§ **What the task asks**:
Copy out the line containing "written like [249,3]." and each line after it, through the last one in the material, exactly as written.

§ **Information shown**:
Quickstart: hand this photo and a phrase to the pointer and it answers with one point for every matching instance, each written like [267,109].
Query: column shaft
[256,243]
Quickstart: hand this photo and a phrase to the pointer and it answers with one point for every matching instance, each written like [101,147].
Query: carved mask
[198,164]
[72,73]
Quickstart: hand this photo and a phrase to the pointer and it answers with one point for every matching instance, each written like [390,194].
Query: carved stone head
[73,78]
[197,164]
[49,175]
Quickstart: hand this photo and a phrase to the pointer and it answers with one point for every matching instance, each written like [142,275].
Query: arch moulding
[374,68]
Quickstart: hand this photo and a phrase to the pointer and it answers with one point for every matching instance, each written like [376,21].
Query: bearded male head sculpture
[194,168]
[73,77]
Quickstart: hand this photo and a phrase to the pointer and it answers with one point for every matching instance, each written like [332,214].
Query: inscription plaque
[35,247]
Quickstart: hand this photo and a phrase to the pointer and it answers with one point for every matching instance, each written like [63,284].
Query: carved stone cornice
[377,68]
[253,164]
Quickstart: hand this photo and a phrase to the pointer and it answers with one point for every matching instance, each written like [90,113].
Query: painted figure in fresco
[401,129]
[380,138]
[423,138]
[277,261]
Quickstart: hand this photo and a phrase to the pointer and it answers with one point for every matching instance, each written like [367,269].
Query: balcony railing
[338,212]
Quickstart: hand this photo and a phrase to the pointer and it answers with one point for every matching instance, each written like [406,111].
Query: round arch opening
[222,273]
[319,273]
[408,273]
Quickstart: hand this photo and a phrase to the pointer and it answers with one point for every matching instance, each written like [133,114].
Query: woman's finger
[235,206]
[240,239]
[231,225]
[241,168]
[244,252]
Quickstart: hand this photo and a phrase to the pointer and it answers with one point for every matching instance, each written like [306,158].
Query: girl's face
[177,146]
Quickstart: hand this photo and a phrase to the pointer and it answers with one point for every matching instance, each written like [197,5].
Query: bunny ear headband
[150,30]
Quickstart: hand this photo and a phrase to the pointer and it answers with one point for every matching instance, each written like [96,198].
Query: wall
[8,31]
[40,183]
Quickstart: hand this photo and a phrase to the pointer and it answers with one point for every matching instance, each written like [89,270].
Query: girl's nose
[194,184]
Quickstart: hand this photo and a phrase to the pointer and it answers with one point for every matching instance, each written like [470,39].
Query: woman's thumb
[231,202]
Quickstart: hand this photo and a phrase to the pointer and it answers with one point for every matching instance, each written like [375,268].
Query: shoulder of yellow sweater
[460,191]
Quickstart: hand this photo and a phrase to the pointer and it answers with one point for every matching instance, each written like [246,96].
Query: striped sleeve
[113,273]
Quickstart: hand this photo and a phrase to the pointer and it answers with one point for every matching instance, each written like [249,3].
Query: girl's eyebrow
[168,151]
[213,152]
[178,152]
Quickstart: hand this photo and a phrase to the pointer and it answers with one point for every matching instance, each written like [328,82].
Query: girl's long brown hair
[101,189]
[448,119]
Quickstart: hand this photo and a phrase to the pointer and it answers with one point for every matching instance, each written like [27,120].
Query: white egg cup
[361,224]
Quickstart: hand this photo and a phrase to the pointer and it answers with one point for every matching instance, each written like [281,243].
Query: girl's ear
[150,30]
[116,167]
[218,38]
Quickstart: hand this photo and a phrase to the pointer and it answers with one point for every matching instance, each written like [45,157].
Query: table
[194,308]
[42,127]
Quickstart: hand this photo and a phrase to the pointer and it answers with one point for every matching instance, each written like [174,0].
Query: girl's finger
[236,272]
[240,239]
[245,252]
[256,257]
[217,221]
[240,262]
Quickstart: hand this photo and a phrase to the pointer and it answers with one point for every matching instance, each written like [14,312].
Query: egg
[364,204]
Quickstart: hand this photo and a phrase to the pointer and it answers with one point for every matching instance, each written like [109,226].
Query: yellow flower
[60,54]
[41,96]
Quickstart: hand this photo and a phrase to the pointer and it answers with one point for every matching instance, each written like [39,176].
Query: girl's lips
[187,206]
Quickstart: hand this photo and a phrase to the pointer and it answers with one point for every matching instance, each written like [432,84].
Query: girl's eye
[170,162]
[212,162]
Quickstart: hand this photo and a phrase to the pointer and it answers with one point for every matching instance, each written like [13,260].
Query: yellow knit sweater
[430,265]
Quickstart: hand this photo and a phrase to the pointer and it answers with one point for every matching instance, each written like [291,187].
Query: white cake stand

§ **Result of this exercise**:
Quickstart: hand this photo and a phrase to the pointer and it answers with one point for every matching instance, each written like [249,3].
Query: girl's eyebrow
[168,151]
[213,152]
[178,152]
Quickstart: hand this photo and a phrase to the pointer and it answers with one point for every matching instance, each written like [328,82].
Query: girl's long brown hair
[101,189]
[448,119]
Quickstart: hand this photo and a phrase to the pointer and it answers with one point for every matching instance, each written like [27,120].
Query: white egg cup
[361,224]
Quickstart: hand this photo and a phrase to the pointer and it answers with one point for every matching instance, each written like [281,243].
Query: girl's ear
[150,30]
[116,167]
[218,38]
Quickstart: hand this photo and a phrase to the pointer and it answers with one point for every matching instance, each written like [45,157].
Query: table
[194,308]
[42,127]
Quickstart: hand this photo and a phrase to the pointer and it answers with one point for every matching instance, each written like [174,0].
Query: girl's finger
[236,272]
[240,239]
[245,252]
[256,257]
[217,221]
[240,262]
Quickstart: hand this photo and a phrase to the pointer and it answers with one point for every matching instance, each written like [14,312].
Query: egg
[364,204]
Quickstart: hand this photo and a phrase to the pointer and it answers with one point for every matching instance, each written like [109,226].
Query: yellow flower
[60,54]
[41,96]
Quickstart: hand this photo and a phrase to the pointer and it answers with one point for every matching instance, each written like [39,176].
Query: girl's lips
[187,206]
Quickstart: hand this photo and a phrase to the pointer and it answers with one point for every matching instance, each written like [432,84].
Query: girl's eye
[170,162]
[212,162]
Quickstart: hand this photo and a phrase to the pointer and it answers with one point for every matching instance, each written like [13,260].
Query: yellow knit sweater
[430,265]
Quickstart: hand this photo and a phrase to the pointer and it answers with one point for every matching instance, each written like [291,187].
Query: white cake stand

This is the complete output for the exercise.